◆ **What the task requires**
Count the rows below that contain the string "line", and reply with only the number.

[Entries from a dataset]
□ □ □ □ □

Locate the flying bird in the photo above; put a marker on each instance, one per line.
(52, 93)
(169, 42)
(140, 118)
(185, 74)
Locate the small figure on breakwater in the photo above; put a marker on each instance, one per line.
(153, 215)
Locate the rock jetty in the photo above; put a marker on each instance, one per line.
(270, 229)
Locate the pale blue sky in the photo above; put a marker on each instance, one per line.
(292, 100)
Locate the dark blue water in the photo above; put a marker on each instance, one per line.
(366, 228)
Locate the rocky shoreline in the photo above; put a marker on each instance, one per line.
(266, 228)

□ □ □ □ □

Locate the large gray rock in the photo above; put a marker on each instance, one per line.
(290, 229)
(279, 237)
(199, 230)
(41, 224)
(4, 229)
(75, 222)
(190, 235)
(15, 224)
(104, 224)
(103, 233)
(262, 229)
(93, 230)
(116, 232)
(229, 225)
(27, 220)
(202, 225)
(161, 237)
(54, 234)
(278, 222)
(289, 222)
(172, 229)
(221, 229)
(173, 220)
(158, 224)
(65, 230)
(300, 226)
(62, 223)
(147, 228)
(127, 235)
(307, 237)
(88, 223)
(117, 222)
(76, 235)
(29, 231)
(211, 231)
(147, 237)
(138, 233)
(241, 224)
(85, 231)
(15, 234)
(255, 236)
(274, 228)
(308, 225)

□ □ □ □ □

◆ **Written response**
7